Douglas Mackinnon’s Sherlock : The Abominable Bride (2015) Movie Review
Directed by Douglas Mackinnon, written by Mark Gatiss & Steve Moffat (Team behind Doctor Who!), Music by David Arnold & Micheal Prince, Cinematography by Suzie Lavelle, Editing by Andrew McClelland, and the Cast includes Benedict Cumberbatch, Martin Freeman, Una Stubbs, Mark Gatiss and Natasa O’Keffe.
Sherlock used to be one of my favorite shows back before the 3rd season, and it jumped the things around with “Sherlock: The Sign of Three” and ever since then I started watching Elementary (A modern take on cases of Sherlock) as a better Holmes adaptation.
“Dead… is the new sexy”
The Christmas special episode, mostly set in Victorian London with Sherlock and “John” Watson attempting to solve the mystery of a bride exacting vengeance from beyond the grave.
Though the resolution to the main story reminded me of the “Young Sherlock Holmes” (1985) movie. But, The Abominable Bride is sophisticated metafictional experiment – a narrative puzzle for sherlockians. In modern Sherlock Holmes fictional universe, Conan Doyle’s Strand Magazine stories or Victorian Holmes are non-existent. Writers Moffat and Gattis tried to stand up to the task of taking Holmes back to his Victorian setting from modern London. The pre-opening sequence display period setting that plays out like a fun remake of first episode of Sherlock. First thirty minutes gives us interesting case and a decent villain. However, at some point down the road. The Abominable Bride loses a lot of steam. Post an hour TAB gets too convoluted, it becomes more about pleasing fans and showcasing how offbeat and lovable Sherlock is, instead of centering on whodunits containing ingenuity and tautness. However, if you have seen Doctor Who: Heaven Sent (2015 Season), Moffat tried to do something similar. If this special episode stayed in the Victorian era, I probably would have enjoyed it a more, but as a result it was quite underwhelming.

◆ ENTRIES:

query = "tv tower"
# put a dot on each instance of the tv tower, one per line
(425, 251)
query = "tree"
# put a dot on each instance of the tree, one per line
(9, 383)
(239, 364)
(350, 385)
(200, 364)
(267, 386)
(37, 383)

◆ EXERCISES:
1/ Reproduce the tv tower and tree entries verbatim, every line of them.
2/ Resume the Abominable Bride review from the point where it stops.
The entries have no connection to the Abominable Bride review.

◆ ANSWERS TO THE EXERCISES:
1/
query = "tv tower"
# put a dot on each instance of the tv tower, one per line
(425, 251)
query = "tree"
# put a dot on each instance of the tree, one per line
(9, 383)
(239, 364)
(350, 385)
(200, 364)
(267, 386)
(37, 383)

2/
What was the whole point in this? Moffat, making the story look incredibly convoluted doesn’t hide the fact that once strip back everything that happened, nothing actually happens in the present era. Anyone who has watched the first two seasons know that Moffat and Gatiss can come up with something better than this, especially when given an entire year to produce an one single special episode. The duo even missed an incredible opportunity to explore the relationship between Sherlock and Moriarty, the directing is also clumsy. Lead actors Cumberbatch and Freeman are decent, even though the script makes them look like an unlikable misogynists.
I was hoping the Sherlock series would get better, but instead it’s getting worse. I liked the concept of this special episode, but the way it was addressed was very problematic. If at all, I had any interest in the next season I lost it with this very episode. This is the reason why I stopped watching Doctor Who, in the first place.
“It’s not the fall that kills you, Sherlock”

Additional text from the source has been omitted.